[Begin RECORD LIST]

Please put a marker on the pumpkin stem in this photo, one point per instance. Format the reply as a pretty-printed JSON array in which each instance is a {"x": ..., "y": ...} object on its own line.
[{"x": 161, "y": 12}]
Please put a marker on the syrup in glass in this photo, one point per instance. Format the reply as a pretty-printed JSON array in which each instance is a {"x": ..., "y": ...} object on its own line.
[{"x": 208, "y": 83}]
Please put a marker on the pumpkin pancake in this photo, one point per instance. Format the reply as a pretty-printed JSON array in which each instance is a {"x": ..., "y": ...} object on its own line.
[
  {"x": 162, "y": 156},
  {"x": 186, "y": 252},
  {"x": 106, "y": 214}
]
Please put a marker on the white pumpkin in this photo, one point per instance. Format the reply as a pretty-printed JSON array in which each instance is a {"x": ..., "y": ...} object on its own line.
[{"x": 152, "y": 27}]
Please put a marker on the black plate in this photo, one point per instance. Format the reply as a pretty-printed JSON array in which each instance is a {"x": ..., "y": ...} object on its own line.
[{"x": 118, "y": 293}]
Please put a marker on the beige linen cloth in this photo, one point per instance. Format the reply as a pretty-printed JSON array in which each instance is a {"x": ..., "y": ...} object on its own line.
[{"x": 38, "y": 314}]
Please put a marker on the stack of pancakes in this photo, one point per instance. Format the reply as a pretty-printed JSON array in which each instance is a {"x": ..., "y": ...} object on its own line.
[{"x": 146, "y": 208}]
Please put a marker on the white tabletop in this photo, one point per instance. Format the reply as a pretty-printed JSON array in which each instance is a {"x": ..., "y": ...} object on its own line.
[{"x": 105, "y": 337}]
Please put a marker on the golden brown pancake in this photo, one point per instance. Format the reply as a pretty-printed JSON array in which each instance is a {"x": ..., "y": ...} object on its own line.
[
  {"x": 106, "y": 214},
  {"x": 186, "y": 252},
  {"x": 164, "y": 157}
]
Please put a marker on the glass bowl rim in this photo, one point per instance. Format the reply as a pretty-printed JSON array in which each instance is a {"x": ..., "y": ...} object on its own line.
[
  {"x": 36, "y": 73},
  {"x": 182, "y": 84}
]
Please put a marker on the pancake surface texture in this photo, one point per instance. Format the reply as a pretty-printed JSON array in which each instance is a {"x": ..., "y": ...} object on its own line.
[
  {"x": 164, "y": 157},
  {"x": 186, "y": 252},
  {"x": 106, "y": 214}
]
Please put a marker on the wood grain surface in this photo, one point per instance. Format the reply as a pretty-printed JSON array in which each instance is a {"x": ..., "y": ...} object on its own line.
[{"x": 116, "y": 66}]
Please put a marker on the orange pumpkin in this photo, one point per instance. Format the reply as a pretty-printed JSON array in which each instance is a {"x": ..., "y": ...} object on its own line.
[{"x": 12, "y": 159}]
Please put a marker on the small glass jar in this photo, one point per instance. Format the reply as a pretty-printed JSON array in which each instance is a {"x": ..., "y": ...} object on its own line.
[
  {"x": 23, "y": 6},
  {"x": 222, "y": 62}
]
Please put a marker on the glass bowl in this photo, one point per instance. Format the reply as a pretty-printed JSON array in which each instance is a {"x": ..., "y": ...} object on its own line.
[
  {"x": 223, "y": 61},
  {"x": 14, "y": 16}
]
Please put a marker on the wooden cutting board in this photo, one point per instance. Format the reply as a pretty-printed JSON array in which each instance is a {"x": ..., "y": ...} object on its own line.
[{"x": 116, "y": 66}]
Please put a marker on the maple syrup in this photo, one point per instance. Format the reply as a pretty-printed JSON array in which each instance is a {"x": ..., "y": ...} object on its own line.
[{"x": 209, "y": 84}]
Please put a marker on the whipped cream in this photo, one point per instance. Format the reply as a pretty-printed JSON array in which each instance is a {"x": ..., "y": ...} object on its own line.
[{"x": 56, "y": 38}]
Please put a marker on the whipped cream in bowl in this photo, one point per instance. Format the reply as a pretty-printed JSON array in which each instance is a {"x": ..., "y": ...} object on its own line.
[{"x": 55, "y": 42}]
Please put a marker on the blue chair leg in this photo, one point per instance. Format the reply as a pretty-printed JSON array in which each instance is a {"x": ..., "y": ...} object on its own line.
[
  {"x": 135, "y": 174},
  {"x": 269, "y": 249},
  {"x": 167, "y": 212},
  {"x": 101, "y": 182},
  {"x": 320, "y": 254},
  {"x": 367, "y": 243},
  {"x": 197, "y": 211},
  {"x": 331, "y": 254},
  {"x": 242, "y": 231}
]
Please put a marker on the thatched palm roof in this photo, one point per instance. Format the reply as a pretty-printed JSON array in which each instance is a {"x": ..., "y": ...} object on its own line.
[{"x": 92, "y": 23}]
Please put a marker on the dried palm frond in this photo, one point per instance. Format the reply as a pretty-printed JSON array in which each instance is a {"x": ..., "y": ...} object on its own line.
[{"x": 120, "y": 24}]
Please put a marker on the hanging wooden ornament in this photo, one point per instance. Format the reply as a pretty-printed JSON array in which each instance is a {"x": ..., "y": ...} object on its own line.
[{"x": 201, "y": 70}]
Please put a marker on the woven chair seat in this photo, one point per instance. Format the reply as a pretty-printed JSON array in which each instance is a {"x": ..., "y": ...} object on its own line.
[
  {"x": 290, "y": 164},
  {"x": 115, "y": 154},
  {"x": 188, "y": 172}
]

[End RECORD LIST]

REQUIREMENTS: Update all of the data above so that every "put a marker on" becomes "place a point on", keeping everything else the same.

REPLY TO THE TASK:
Please place a point on the pumpkin stem in this photo, one point per instance. Format the reply as a pretty-printed JSON array in which each instance is a {"x": ..., "y": ...} object on its own line.
[{"x": 161, "y": 12}]
Please place a point on the syrup in glass in this photo, one point per instance. Format the reply as a pretty-printed JSON array in which each instance is a {"x": ..., "y": ...} object on its own line.
[{"x": 208, "y": 83}]
Please place a point on the pumpkin pancake in this photo, one point per instance. Format the reply as a pretty-printed JSON array in which each instance is a {"x": ..., "y": ...} object on its own line.
[
  {"x": 162, "y": 156},
  {"x": 186, "y": 252},
  {"x": 106, "y": 214}
]
Please place a point on the white pumpkin in this photo, one point per instance. Format the reply as a pretty-printed JSON array in which each instance is a {"x": ..., "y": ...} object on its own line.
[{"x": 152, "y": 27}]
Please place a point on the black plate in this photo, one point per instance. Format the reply as a pretty-printed JSON array in which each instance is a {"x": ..., "y": ...} object on its own line.
[{"x": 118, "y": 293}]
Please place a point on the beige linen cloth in this photo, one point per instance. Format the reply as a pretty-printed JSON array in which each instance is a {"x": ..., "y": ...} object on its own line.
[{"x": 38, "y": 314}]
Please place a point on the stack of pancakes in this photo, one point per instance. Format the reply as a pretty-printed JSON array in which each instance is a {"x": ..., "y": ...} object on its own line.
[{"x": 146, "y": 208}]
Please place a point on the white tabletop in this photo, one point per instance. Format the reply as a pretty-printed JSON array in which each instance is a {"x": ..., "y": ...} object on its own line.
[{"x": 105, "y": 337}]
Please place a point on the golden brown pancake in this photo, one point per instance. Format the reply as a pretty-printed JSON array in which each instance is a {"x": ..., "y": ...} object on its own line.
[
  {"x": 106, "y": 214},
  {"x": 186, "y": 252},
  {"x": 164, "y": 157}
]
Please place a point on the glass bowl rim in this photo, one point per instance. Format the reply as a pretty-printed JSON array in which each instance is a {"x": ..., "y": ...} object on its own line.
[
  {"x": 36, "y": 73},
  {"x": 182, "y": 84}
]
Please place a point on the pancake surface texture in this photo, one point per instance. Format the reply as a pretty-printed JSON array in which each instance is a {"x": ..., "y": ...} object on its own line.
[
  {"x": 164, "y": 157},
  {"x": 186, "y": 252},
  {"x": 106, "y": 214}
]
Please place a point on the wood grain surface in this photo, one point per instance. Format the reply as a pretty-printed JSON array in which each instance is a {"x": ..., "y": ...} object on its own line.
[{"x": 116, "y": 66}]
Please place a point on the orange pumpkin in this photo, one point per instance. Format the reply as a pretty-printed JSON array in which each instance is a {"x": ..., "y": ...} object on its own line.
[{"x": 12, "y": 159}]
Please place a point on the small glass jar in this photo, one point per instance. Format the reply as a pretty-printed JSON array in which each instance is a {"x": ..., "y": ...} object on its own line.
[
  {"x": 23, "y": 6},
  {"x": 222, "y": 62}
]
Please place a point on the glass bowl in this photo, one point per instance. Format the reply as a pretty-printed JSON array in which each instance is a {"x": ..., "y": ...} object on its own line.
[
  {"x": 223, "y": 61},
  {"x": 14, "y": 16}
]
Please place a point on the wooden cutting board in this photo, one point per instance. Format the reply as a pretty-printed JSON array in which each instance is a {"x": ..., "y": ...} object on its own line.
[{"x": 116, "y": 66}]
Please place a point on the maple syrup in this photo, one point per instance. Format the reply as a pretty-printed JSON array in which each instance is a {"x": ..., "y": ...} object on its own line.
[{"x": 209, "y": 84}]
Please place a point on the whipped cream in this photo, one point per instance. Format the reply as a pretty-printed JSON array in which each instance is a {"x": ..., "y": ...} object on its own line.
[{"x": 56, "y": 38}]
Please place a point on the whipped cream in bowl in this photo, one point per instance. Format the reply as a pretty-printed JSON array in which each instance is a {"x": ..., "y": ...} object on its own line.
[{"x": 55, "y": 42}]
Please place a point on the blue chair leg in this photo, one point per instance. Format the reply as a pretty-printed JSON array in which each instance is a {"x": ..., "y": ...} object on its own line.
[
  {"x": 135, "y": 174},
  {"x": 269, "y": 249},
  {"x": 167, "y": 212},
  {"x": 101, "y": 182},
  {"x": 320, "y": 254},
  {"x": 367, "y": 243},
  {"x": 197, "y": 211},
  {"x": 331, "y": 254},
  {"x": 242, "y": 231}
]
Please place a point on the thatched palm roof in this photo, one point per instance. Format the reply as a pretty-printed JSON array in which each instance is a {"x": ..., "y": ...} object on its own line.
[{"x": 92, "y": 23}]
Please place a point on the dried palm frond in this photo, one point per instance. Format the reply as a pretty-printed JSON array in which each instance is a {"x": ..., "y": ...} object on its own line.
[{"x": 120, "y": 24}]
Please place a point on the hanging wooden ornament in this photo, one point per instance. Format the reply as a pretty-printed JSON array in which each instance is a {"x": ..., "y": ...} object on its own line.
[{"x": 201, "y": 70}]
Please place a point on the woven chair seat in this photo, one point per instance. Format the reply as a pretty-printed JSON array in which each instance is a {"x": ..., "y": ...} object on its own line.
[
  {"x": 290, "y": 164},
  {"x": 115, "y": 154},
  {"x": 188, "y": 172}
]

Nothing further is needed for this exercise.